- Your goal:
Copy the records below word for word, from their first line through the line that contains "pixel 613 4", with that line included.

- Information shown:
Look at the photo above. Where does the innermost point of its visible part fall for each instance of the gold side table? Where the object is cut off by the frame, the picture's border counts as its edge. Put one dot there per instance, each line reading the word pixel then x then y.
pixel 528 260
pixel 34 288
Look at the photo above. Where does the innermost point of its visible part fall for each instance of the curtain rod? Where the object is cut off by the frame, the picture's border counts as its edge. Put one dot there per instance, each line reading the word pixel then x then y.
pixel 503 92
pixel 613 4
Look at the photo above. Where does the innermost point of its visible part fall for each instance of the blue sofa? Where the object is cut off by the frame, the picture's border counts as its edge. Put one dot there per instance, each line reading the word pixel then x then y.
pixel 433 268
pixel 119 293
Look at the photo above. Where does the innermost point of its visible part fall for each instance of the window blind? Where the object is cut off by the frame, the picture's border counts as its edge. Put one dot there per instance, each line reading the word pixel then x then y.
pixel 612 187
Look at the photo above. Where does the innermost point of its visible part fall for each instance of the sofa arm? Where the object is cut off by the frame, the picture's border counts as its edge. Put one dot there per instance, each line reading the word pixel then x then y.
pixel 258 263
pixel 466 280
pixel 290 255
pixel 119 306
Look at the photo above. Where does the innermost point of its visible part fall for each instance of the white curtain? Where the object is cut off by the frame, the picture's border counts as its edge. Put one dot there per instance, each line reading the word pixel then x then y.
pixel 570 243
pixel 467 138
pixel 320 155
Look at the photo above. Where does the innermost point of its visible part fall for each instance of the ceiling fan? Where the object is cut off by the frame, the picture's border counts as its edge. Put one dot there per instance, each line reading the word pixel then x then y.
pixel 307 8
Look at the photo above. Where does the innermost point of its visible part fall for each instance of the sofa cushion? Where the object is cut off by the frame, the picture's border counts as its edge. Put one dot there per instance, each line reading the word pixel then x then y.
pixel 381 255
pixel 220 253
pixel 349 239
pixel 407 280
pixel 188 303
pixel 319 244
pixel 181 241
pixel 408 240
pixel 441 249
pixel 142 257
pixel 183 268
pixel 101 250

- Response to the task:
Look at the photo above. Where does the innermost point of its visible part fall for each instance of the gold side table? Where the object is cut off by the frame, the picture's border counts as its edge. Put one dot there per instance, each line reading the word pixel then x then y.
pixel 528 260
pixel 34 288
Look at the photo above. Where does the innermost point of its visible part fall for each instance of the curtain rod? Where the object is cut off by the frame, the picture's border counts as its edge. Put one dot there per instance, each line reading the word pixel then x then y.
pixel 503 92
pixel 613 4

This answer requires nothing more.